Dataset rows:
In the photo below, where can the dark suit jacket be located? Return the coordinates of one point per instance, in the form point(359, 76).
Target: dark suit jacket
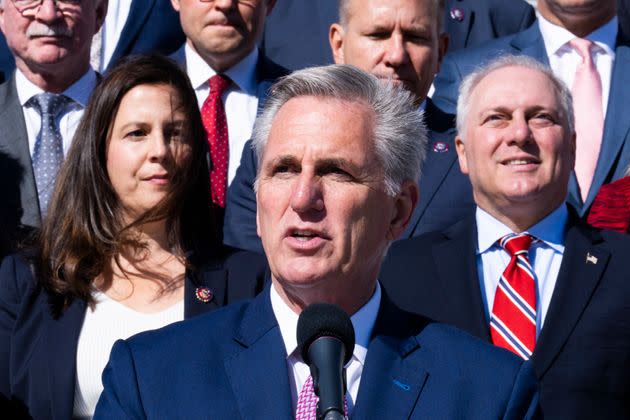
point(38, 351)
point(445, 193)
point(20, 206)
point(581, 357)
point(235, 367)
point(152, 26)
point(614, 155)
point(483, 20)
point(296, 32)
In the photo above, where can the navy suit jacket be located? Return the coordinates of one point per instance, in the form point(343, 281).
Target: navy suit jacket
point(38, 350)
point(445, 193)
point(232, 364)
point(581, 357)
point(614, 156)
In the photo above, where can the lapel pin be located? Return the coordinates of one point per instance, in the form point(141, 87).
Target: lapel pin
point(401, 385)
point(457, 14)
point(204, 294)
point(440, 147)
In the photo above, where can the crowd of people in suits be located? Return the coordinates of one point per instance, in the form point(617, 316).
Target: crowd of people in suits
point(450, 173)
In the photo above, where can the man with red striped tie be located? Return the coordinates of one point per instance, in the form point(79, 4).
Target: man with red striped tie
point(524, 272)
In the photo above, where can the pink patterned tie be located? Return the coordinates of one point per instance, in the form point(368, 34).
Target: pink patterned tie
point(589, 117)
point(307, 402)
point(215, 123)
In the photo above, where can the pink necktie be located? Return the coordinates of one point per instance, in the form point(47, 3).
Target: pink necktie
point(307, 402)
point(589, 117)
point(215, 123)
point(513, 318)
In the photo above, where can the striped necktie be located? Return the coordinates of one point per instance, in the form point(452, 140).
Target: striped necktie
point(513, 318)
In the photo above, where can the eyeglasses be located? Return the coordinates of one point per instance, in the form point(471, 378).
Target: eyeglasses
point(63, 5)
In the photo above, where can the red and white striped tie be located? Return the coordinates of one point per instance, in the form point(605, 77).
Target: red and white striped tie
point(513, 318)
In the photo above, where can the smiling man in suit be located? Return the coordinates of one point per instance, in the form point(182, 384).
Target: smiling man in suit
point(525, 272)
point(50, 41)
point(402, 40)
point(569, 36)
point(339, 154)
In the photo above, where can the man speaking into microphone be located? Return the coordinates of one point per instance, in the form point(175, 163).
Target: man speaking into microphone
point(339, 154)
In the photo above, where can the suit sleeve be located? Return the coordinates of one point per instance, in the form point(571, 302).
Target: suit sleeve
point(15, 280)
point(121, 396)
point(239, 228)
point(523, 402)
point(446, 85)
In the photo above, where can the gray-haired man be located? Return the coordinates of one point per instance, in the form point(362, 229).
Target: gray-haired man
point(339, 154)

WRITTEN TASK:
Echo every record above verbatim, omitting the picture.

EXPECTED ANSWER:
In the photo below, where can the dark suit jacket be located? Return the coordinates of one point per instance, in the form point(359, 76).
Target: dark suit jacket
point(38, 351)
point(445, 193)
point(20, 206)
point(581, 357)
point(235, 367)
point(152, 26)
point(614, 155)
point(483, 20)
point(296, 32)
In the photo above, where can the navy suit jacket be located? Return the coordinates of one point per instance, in the form point(343, 281).
Target: navy suit jacket
point(38, 350)
point(445, 193)
point(232, 364)
point(581, 357)
point(614, 156)
In the photo above, where can the lapel pin be located? Return the coordinates of one point per instance, in the form point(141, 87).
Target: lapel pin
point(401, 385)
point(457, 14)
point(204, 294)
point(440, 147)
In the photo above, where can the crowd of people in suits be located? Return the coordinates of one point per instance, in the form point(617, 316).
Target: crowd of people in suits
point(450, 173)
In the photo above, where can the man with red striped tie be located? Return the coordinates of one point per instance, in the form point(79, 4).
Target: man with red striped tie
point(524, 272)
In the photo above, where can the pink patterned tie be located? Return the coordinates of one point per instance, in the form point(368, 34).
Target: pink patterned tie
point(589, 117)
point(307, 402)
point(215, 123)
In the photo above, where can the pink necktie be located? Return the coordinates of one point per instance, in the form point(47, 3).
Target: pink necktie
point(307, 402)
point(589, 117)
point(215, 123)
point(513, 318)
In the photo above, where can the striped necktie be located? Return the coordinates of one point per instance, in the form point(452, 140).
Target: striped necktie
point(513, 318)
In the photo above, where can the eyeglasses be located? Return the coordinates of one point per instance, in the form point(471, 378).
Target: eyeglasses
point(63, 5)
In the photo above, where can the red and white striped tie be located? Return the coordinates of one point per instance, in the form point(605, 77).
Target: red and white striped tie
point(513, 318)
In the photo above, where can the smiling man in suit be located? Return the coordinates of one point per instance, in the form point(182, 384).
Target: smiling man in suit
point(525, 272)
point(50, 41)
point(402, 40)
point(569, 36)
point(339, 154)
In the photo above, where can the man speaking into microphone be located? Return the coordinates of one point per instance, in the form point(175, 163).
Target: man speaking into microphone
point(339, 154)
In the photo above, where can the suit sleeve be located? Return the coordinates of one point per instance, in the form point(571, 302).
Target: suit sleeve
point(15, 280)
point(121, 396)
point(239, 228)
point(523, 402)
point(446, 85)
In the photo above, where can the gray-haired man be located? Return the coordinates of one point per instance, in the form point(362, 229).
Target: gray-haired man
point(339, 154)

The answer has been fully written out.